WHAT TO DO
Please rewrite everything in the listing from the line containing "# segment the window" down to the line containing "POLYGON ((234 13, 234", changing each "window" to "skylight" and keeping all else unchanged. Return only those lines.

DATASET ROWS

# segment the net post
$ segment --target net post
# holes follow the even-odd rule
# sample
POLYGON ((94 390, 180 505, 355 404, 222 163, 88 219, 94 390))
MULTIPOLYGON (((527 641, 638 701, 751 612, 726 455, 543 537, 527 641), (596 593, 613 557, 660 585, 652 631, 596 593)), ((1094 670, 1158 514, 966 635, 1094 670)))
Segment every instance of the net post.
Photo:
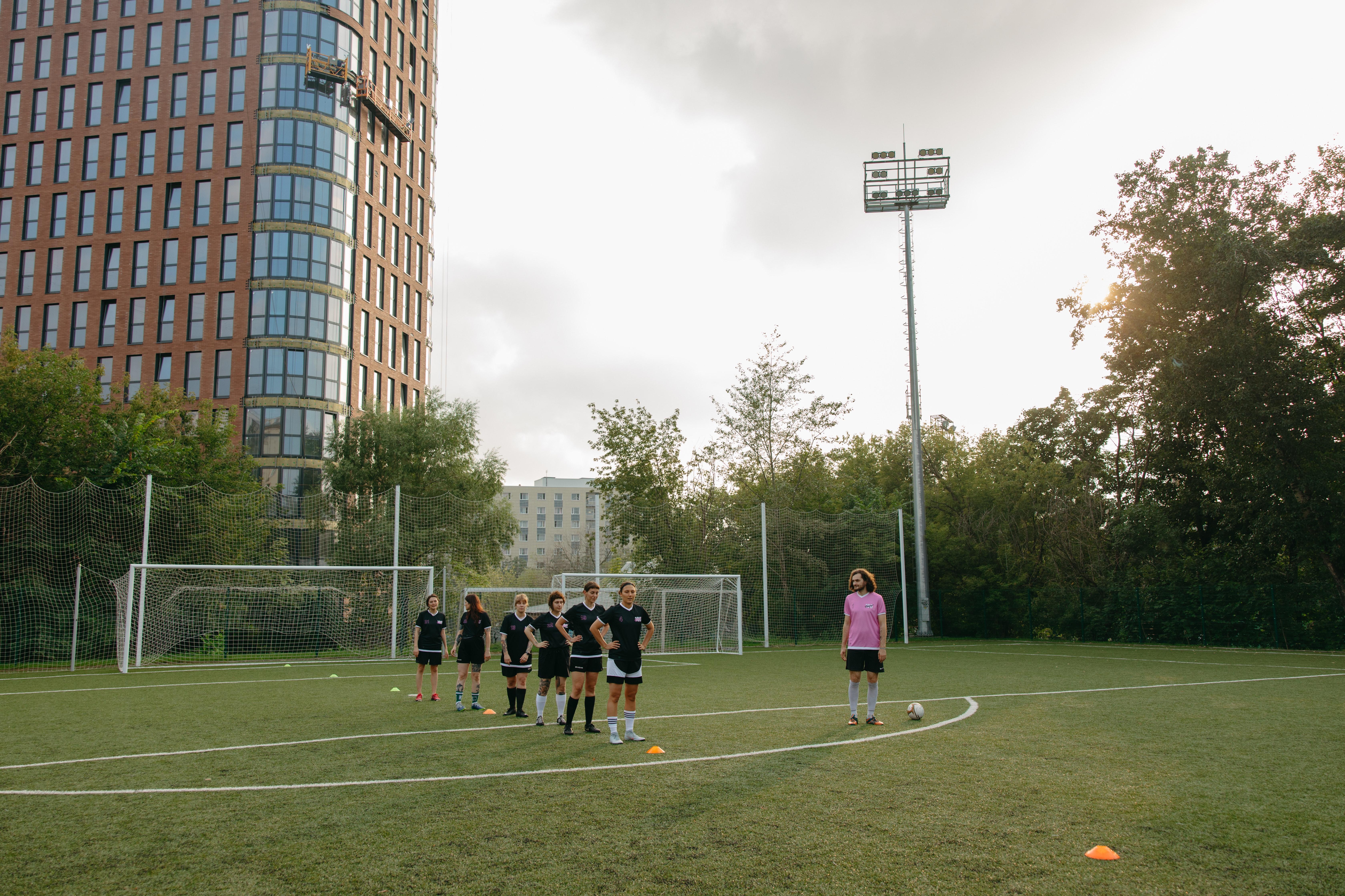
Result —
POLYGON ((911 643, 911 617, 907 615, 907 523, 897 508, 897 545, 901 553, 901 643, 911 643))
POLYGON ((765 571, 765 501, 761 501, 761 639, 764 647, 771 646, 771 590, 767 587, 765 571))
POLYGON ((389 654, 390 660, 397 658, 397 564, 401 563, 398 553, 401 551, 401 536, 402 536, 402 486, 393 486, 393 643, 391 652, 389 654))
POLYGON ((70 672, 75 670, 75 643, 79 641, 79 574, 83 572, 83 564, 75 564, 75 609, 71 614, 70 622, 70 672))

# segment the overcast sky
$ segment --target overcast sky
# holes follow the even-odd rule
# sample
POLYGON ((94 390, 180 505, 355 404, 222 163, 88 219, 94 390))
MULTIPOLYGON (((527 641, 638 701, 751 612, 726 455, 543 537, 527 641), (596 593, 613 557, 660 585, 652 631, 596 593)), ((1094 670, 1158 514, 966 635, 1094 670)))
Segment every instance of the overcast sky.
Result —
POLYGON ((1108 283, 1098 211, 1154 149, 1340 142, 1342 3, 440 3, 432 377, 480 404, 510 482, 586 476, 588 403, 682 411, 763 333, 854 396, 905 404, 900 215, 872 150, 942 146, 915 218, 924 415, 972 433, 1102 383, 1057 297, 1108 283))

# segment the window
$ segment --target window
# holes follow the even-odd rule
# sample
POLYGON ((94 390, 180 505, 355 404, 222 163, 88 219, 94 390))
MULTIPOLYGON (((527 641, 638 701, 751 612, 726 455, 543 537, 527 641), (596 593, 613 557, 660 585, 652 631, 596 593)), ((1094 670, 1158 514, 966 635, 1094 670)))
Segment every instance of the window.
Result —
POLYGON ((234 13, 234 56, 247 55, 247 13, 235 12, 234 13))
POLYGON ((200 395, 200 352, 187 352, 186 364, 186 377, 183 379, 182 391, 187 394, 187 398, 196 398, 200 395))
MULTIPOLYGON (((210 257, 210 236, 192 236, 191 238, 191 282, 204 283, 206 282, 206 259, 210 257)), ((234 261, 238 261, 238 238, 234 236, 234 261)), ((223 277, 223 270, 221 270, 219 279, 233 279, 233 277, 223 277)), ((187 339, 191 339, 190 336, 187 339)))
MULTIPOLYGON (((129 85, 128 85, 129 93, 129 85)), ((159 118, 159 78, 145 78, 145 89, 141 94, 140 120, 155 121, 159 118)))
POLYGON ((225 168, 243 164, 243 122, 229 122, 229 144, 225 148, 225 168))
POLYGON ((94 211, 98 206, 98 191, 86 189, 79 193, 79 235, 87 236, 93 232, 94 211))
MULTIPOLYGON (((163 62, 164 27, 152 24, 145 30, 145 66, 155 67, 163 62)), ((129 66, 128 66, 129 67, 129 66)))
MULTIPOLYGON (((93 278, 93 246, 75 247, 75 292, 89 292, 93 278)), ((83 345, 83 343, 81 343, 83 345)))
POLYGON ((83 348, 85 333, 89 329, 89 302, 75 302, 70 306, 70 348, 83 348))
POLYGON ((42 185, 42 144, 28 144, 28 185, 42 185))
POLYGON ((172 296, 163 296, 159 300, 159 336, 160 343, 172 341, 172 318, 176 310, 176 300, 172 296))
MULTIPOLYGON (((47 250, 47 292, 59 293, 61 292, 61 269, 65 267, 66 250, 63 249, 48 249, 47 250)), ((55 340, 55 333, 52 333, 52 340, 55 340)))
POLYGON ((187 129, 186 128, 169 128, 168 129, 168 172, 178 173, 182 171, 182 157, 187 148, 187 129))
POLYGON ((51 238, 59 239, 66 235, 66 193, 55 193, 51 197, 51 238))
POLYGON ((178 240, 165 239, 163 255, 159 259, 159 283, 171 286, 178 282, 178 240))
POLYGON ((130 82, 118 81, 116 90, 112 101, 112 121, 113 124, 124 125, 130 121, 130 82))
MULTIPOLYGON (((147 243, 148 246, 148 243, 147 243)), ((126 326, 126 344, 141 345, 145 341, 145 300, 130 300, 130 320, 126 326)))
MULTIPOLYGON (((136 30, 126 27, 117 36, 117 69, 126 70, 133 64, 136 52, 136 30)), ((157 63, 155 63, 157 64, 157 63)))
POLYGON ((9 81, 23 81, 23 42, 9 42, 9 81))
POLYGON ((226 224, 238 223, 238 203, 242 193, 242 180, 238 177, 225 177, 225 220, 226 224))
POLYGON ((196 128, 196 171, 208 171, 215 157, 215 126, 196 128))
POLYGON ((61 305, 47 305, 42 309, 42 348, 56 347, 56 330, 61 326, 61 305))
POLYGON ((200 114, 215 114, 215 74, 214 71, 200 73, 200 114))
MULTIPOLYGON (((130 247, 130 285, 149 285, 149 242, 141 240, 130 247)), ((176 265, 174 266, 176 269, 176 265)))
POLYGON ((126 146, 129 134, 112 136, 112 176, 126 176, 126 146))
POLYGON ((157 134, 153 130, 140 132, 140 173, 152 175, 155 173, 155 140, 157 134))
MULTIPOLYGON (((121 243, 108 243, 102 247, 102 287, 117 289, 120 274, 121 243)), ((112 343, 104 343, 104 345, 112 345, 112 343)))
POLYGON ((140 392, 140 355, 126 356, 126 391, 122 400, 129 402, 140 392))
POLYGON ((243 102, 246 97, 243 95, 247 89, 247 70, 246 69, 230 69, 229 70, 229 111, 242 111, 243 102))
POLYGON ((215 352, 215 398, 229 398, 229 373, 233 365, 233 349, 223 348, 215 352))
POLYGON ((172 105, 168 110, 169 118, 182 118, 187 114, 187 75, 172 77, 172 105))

OUTPUT
# segment the skylight
$ segment --target skylight
# holes follow the even-odd rule
# sample
POLYGON ((94 390, 180 505, 355 404, 222 163, 88 219, 94 390))
MULTIPOLYGON (((527 641, 638 701, 751 612, 726 455, 543 537, 527 641), (596 593, 613 557, 660 585, 652 631, 596 593)), ((1094 670, 1158 514, 966 635, 1094 670)))
Segment every instance of the skylight.
Result —
POLYGON ((234 13, 234 56, 247 55, 247 13, 235 12, 234 13))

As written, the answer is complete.